Records for the task:
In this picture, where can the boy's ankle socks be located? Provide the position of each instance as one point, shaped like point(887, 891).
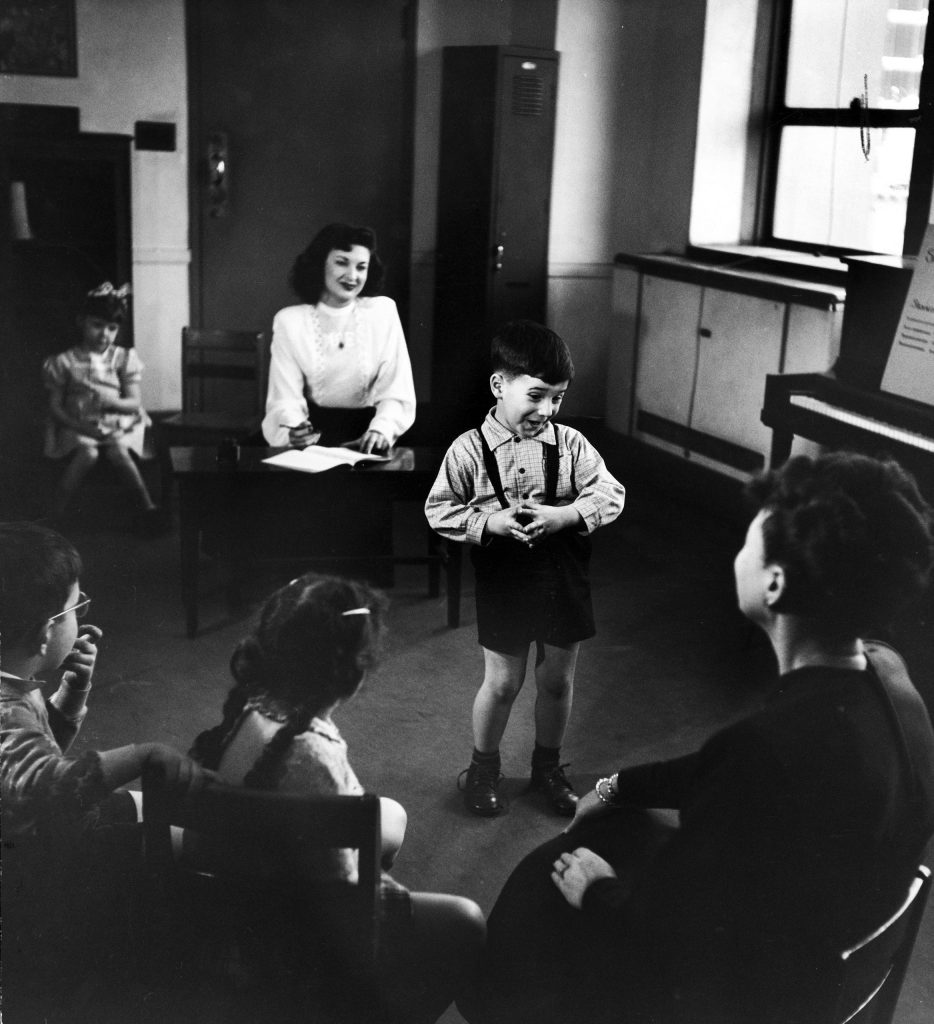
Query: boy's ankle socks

---

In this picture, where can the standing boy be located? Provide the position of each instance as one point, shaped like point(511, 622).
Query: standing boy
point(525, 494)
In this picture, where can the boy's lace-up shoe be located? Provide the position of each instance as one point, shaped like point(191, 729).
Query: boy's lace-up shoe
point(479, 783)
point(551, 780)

* * *

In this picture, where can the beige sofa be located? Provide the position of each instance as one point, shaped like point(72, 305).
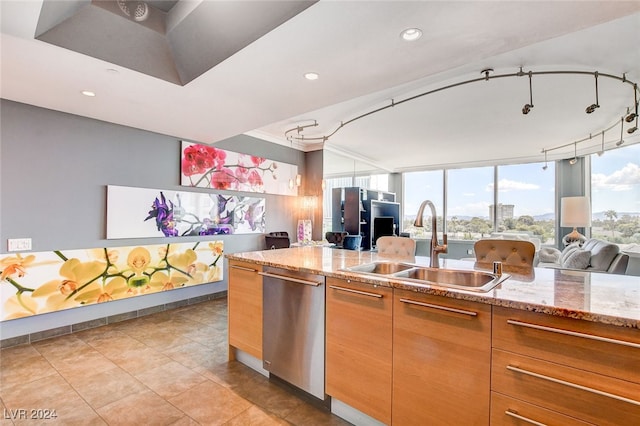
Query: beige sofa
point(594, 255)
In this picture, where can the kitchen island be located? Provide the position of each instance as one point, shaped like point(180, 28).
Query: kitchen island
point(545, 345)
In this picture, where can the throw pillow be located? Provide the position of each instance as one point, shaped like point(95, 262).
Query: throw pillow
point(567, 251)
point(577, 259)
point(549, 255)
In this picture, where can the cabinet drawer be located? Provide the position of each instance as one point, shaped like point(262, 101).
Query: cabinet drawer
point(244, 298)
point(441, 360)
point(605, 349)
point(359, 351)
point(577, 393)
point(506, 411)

To do:
Copy out every line in the entries above that holds "shaped".

Answer below:
In this picture, where can the boy's ankle socks be located? Provide the position of each instance as one point, shaped like point(887, 891).
In this picture, where can the standing boy be located? Provide the position of each instance as one point, shaped like point(511, 622).
In this picture, where can the boy's lace-up shoe be located? Provide the position of each instance as one point, shaped like point(191, 729).
In this picture, where can the beige sofa be located? Provide the position of each instance as one point, shaped like point(72, 305).
In this picture, where can the kitchen island be located? Provide the position of each instance as one point, shaped like point(180, 28).
In this picture, where can the throw pillow be located? Provide the position of each instance as one point, shaped like point(95, 262).
In this picture, where can the cabinet drawer be located? Provide the position of each instance as one point, shaped like point(262, 101).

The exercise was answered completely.